WORK INSTRUCTION:
According to the article on the South Carolina jail death lawsuit, what cause of death did the autopsy report give for Lason Butler?

TEXT PASSAGE:

Unsanitary conditions and staff negligence caused the death of a 27-year-old man in a South Carolina jail earlier this year, a federal lawsuit filed Wednesday alleges.
Richland County officials sent Lason Butler — who displayed "erratic behavior" — to a room at the Alvin S. Glenn Detention Center where he frequently lay naked with an unflushed toilet and was placed on suicide watch — even though they knew the unit was unfit for inmates with mental health issues, according to the lawsuit.
After a two-week period during which Butler lost more than 40 pounds (18 kilograms) and was assessed to be "floridly psychotic," he was found dead on Feb. 12 with fresh rat bites and no running water, the lawsuit alleges.
An autopsy report showed Butler died of dehydration. The Richland County coroner ruled Butler's death a homicide, noting a "lack of action" by the jail staff. At the time of his death, Butler was the third detainee to die this year, the coroner said.
The lawsuit, filed on behalf of Butler's mother, Lakeshia Butler, alleges that staff were deliberately indifferent to Butler's serious medical needs, violating his due process rights under the 14th Amendment. The suit names Richland County and six jail employees.
The defendants' failure to provide "sanitary conditions, access to health care, and relief from solitary confinement was unreasonable, was done intentionally, willfully, maliciously, and with deliberate indifference and/or reckless disregard for (Butler's) basic human needs, and caused death," the lawsuit argues.
Butler's family joined civil rights attorneys Audia Jones and Bakari Sellers, the former Democratic nominee for lieutenant governor, at a news conference Wednesday. There, lawyers walked through a series of witness accounts, medical reports and graphic images to highlight their case.

RECORDS SHOWN:
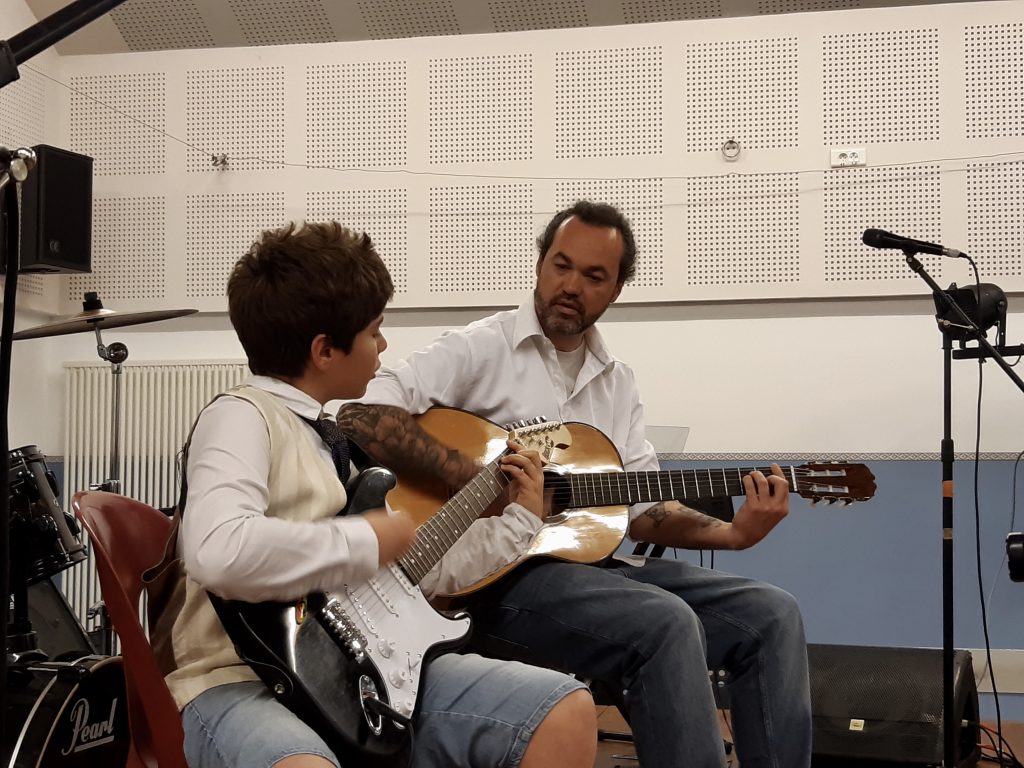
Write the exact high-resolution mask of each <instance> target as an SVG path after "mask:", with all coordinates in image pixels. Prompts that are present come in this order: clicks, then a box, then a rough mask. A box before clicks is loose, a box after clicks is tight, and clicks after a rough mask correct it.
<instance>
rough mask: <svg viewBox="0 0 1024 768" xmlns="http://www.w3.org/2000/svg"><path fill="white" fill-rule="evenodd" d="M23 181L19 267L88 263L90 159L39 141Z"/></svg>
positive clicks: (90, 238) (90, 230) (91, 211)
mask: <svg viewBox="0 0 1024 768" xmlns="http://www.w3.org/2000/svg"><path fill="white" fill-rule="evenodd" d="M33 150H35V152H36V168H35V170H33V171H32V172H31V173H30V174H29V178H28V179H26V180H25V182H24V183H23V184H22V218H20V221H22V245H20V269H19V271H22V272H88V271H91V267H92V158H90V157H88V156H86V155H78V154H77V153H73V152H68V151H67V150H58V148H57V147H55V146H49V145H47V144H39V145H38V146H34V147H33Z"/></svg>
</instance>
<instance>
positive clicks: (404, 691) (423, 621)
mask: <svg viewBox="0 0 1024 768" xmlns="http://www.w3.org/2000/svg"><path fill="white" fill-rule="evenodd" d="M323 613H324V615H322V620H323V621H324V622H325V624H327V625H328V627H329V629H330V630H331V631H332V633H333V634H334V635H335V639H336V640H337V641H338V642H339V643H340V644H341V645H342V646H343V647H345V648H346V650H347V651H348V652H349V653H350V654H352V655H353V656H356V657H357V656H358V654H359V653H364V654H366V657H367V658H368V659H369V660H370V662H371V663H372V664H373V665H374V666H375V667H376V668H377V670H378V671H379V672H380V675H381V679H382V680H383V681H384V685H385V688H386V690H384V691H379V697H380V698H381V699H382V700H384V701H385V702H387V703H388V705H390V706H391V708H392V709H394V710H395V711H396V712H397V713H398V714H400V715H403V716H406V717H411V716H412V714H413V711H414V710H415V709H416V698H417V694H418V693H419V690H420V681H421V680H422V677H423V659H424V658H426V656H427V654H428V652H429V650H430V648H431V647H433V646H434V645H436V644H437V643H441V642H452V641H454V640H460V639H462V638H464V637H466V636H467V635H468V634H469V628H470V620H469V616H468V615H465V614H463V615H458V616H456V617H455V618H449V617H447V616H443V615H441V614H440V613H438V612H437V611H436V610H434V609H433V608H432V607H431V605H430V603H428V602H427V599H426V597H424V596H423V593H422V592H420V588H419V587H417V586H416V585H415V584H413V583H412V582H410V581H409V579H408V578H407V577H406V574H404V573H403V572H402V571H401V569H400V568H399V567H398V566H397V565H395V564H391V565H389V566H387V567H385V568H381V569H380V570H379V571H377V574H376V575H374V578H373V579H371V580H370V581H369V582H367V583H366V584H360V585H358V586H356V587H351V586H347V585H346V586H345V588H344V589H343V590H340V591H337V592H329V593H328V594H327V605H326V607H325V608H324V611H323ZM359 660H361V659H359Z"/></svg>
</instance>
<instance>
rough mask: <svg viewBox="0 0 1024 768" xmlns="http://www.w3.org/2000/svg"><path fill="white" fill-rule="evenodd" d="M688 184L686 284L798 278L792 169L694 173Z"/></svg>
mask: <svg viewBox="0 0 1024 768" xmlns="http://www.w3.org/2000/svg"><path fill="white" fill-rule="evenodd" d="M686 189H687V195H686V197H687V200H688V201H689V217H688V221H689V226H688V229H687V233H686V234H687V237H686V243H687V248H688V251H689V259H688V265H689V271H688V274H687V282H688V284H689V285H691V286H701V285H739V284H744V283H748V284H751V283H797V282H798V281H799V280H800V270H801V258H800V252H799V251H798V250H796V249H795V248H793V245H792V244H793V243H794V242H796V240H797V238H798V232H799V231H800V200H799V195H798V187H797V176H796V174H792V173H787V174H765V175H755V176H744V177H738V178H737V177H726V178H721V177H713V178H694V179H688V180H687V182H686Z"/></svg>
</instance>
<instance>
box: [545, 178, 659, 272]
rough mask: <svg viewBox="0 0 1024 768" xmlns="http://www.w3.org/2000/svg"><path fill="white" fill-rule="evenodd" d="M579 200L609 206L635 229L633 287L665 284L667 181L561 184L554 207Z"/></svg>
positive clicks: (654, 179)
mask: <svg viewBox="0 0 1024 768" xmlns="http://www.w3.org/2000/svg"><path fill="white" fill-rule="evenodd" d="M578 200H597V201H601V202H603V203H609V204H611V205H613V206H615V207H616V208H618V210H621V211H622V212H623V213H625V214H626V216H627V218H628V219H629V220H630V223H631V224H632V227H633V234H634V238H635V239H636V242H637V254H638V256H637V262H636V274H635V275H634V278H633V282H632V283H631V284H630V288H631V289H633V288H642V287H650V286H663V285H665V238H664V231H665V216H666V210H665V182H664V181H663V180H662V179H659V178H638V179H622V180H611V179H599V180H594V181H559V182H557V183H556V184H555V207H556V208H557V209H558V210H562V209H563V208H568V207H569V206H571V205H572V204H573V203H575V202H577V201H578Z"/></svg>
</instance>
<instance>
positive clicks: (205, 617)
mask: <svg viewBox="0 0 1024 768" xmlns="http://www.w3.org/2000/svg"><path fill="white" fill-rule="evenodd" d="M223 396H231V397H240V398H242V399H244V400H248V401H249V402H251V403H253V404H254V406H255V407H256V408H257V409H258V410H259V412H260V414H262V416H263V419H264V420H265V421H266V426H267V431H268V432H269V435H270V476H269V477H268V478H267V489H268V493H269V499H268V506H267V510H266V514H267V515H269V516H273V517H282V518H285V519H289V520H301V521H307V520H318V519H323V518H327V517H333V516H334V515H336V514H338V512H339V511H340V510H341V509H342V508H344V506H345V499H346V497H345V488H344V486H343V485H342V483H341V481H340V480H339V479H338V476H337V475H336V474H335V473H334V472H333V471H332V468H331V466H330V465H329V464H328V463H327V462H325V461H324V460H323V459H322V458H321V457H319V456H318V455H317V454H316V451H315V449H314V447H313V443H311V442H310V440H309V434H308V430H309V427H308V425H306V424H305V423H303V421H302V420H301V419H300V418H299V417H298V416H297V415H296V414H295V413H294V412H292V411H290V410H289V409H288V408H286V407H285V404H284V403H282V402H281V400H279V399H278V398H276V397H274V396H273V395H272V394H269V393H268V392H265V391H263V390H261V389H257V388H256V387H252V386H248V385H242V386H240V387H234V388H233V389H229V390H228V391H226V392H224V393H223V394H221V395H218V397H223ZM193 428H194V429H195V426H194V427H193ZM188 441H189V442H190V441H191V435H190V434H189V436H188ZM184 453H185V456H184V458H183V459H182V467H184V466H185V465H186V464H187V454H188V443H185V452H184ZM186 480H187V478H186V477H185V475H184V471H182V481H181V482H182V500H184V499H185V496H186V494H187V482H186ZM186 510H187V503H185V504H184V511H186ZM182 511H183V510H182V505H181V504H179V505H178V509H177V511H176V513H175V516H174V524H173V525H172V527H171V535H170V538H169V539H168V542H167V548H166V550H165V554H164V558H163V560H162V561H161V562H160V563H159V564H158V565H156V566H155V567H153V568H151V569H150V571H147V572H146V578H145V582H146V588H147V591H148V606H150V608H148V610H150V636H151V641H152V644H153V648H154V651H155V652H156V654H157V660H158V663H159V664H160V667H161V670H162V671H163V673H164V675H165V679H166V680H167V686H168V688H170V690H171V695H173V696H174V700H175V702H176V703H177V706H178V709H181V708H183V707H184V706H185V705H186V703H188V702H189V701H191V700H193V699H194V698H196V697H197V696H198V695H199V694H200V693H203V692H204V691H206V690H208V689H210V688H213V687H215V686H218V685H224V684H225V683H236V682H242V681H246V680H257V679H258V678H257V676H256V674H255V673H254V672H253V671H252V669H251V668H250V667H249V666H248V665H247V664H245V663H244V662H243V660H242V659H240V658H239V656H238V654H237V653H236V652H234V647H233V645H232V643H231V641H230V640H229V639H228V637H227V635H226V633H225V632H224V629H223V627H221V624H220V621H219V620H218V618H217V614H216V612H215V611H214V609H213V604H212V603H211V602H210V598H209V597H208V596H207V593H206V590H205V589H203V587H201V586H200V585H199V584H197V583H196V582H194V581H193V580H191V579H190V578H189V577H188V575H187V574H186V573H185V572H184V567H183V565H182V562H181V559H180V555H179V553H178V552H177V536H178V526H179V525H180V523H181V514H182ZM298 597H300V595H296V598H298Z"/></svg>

YOUR SOLUTION:
Dehydration.